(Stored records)
BEGIN

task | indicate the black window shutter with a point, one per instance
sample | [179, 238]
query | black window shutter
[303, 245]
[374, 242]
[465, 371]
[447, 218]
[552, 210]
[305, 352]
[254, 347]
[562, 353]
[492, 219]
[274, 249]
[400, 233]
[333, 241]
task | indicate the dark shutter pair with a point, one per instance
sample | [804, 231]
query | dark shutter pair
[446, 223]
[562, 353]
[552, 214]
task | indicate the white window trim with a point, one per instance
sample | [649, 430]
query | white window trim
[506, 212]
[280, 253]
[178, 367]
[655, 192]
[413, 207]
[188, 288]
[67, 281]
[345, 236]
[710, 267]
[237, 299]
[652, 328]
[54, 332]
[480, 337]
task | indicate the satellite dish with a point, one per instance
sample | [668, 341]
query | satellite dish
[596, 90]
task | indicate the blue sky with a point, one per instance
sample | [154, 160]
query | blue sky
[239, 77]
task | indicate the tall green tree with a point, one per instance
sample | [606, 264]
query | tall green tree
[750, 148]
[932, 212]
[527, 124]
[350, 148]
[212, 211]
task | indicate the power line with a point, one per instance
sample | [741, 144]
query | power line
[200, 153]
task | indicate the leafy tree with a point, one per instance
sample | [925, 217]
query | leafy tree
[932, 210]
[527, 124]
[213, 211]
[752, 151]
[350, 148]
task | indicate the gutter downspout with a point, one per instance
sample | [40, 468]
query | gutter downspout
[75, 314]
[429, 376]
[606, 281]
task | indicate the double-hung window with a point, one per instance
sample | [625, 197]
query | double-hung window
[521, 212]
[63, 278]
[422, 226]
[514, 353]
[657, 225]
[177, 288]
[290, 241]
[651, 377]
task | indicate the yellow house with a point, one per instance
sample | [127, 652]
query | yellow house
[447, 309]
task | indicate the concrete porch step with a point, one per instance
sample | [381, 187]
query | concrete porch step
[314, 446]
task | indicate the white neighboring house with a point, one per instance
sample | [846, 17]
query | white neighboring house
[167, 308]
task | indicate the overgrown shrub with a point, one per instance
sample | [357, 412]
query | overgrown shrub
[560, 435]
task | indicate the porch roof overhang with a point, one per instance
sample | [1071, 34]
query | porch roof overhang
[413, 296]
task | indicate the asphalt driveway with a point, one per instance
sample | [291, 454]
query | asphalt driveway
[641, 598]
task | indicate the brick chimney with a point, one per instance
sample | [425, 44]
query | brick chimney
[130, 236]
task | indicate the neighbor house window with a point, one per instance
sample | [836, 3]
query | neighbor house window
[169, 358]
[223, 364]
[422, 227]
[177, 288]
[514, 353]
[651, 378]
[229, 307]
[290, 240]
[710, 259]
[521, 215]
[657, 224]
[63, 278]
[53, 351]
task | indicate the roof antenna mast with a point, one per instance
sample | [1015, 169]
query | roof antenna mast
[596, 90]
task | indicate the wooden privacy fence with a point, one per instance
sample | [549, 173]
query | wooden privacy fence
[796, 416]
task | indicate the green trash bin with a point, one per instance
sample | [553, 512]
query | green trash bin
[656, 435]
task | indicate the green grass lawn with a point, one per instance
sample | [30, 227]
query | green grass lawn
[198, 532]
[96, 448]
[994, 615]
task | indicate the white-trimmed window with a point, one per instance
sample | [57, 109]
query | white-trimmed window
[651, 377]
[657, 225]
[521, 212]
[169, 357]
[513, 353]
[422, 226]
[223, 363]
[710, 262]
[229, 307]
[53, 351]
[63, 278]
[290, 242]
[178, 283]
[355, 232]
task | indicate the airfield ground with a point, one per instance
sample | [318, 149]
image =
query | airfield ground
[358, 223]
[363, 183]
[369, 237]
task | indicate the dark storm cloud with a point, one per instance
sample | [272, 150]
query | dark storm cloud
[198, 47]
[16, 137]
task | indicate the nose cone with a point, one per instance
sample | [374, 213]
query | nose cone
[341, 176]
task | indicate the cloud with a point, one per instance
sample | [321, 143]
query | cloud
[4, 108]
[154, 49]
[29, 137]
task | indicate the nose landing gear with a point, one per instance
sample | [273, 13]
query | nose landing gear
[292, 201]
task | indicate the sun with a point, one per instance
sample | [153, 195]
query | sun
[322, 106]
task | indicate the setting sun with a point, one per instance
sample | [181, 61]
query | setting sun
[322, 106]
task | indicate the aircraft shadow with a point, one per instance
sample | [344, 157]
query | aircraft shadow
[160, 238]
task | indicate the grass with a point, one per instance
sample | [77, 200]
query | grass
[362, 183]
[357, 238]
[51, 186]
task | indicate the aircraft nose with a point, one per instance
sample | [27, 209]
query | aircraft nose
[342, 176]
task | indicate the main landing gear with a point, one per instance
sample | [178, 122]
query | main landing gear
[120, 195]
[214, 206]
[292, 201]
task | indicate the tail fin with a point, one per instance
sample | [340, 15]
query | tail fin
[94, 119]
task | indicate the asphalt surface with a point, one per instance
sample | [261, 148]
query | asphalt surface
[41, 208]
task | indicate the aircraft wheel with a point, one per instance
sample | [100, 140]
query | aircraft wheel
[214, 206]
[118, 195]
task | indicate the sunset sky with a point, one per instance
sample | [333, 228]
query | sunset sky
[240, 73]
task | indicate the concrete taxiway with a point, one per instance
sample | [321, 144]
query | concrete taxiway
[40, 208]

END
BEGIN

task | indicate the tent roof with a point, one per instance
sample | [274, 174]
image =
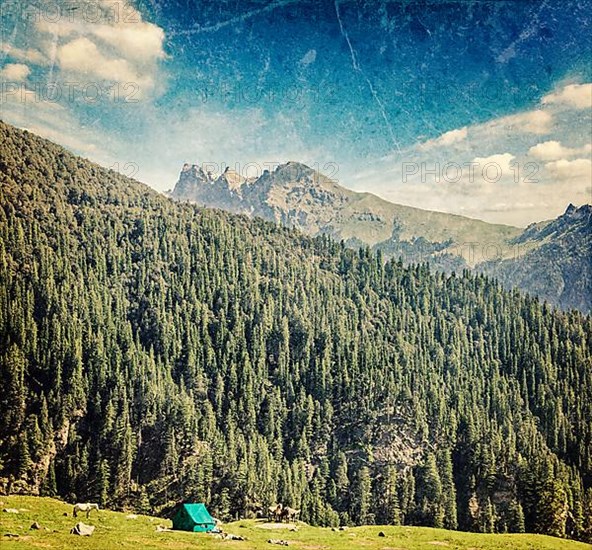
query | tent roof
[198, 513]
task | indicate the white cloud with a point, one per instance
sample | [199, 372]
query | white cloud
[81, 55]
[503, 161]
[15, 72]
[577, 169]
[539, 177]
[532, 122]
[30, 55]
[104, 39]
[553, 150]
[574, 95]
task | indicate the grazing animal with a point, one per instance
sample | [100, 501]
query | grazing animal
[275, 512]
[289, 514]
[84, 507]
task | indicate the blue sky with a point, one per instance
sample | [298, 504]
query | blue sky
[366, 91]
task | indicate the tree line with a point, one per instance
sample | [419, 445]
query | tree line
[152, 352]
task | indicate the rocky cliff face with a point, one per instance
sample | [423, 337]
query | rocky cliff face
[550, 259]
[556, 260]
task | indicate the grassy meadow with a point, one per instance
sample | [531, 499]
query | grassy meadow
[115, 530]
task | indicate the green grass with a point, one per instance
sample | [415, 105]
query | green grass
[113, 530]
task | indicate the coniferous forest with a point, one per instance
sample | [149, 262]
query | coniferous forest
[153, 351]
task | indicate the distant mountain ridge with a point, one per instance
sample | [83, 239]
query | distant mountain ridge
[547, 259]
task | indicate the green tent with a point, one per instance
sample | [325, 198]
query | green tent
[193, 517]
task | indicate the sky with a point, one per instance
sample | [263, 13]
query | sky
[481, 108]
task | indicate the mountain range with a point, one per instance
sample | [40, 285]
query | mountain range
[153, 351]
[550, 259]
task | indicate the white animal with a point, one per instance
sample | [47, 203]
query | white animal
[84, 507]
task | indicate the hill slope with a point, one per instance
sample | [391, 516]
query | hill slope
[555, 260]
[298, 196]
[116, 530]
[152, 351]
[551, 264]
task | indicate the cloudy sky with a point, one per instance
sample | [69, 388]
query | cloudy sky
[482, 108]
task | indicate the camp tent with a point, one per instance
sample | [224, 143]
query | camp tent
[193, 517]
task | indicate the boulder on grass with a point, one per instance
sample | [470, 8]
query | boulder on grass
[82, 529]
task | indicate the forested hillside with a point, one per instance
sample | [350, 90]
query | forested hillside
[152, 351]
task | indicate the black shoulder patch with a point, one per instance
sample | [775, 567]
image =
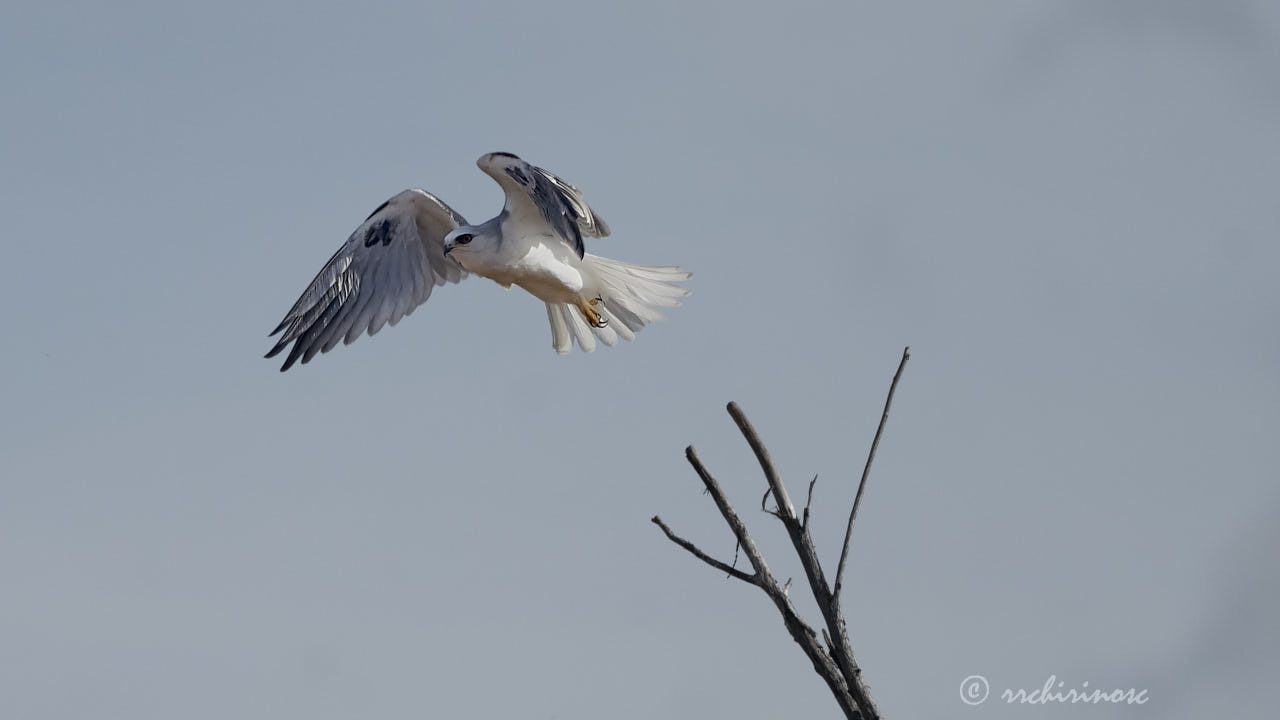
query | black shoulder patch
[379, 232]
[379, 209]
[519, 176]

END
BEGIN

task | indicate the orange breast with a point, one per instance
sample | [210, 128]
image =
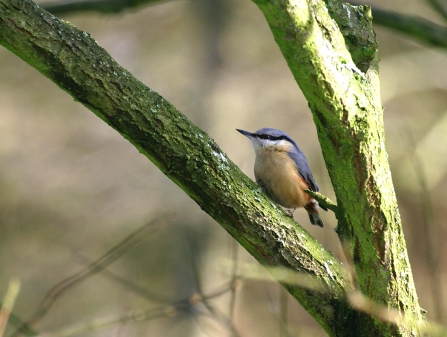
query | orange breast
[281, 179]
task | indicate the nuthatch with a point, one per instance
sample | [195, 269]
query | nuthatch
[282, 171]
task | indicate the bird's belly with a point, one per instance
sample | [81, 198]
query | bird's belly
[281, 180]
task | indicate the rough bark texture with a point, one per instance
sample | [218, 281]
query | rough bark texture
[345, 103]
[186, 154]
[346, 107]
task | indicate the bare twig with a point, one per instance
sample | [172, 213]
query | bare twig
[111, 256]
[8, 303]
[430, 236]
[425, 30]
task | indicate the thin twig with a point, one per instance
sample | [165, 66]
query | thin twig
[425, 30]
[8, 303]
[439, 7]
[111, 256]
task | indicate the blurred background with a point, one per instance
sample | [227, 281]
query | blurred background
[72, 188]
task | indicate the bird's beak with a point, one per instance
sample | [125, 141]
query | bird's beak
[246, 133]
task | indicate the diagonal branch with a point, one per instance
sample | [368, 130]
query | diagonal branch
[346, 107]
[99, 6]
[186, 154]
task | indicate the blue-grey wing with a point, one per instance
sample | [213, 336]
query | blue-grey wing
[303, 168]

END

Count the lines in the rows above that contain the word "house", and give only the number.

6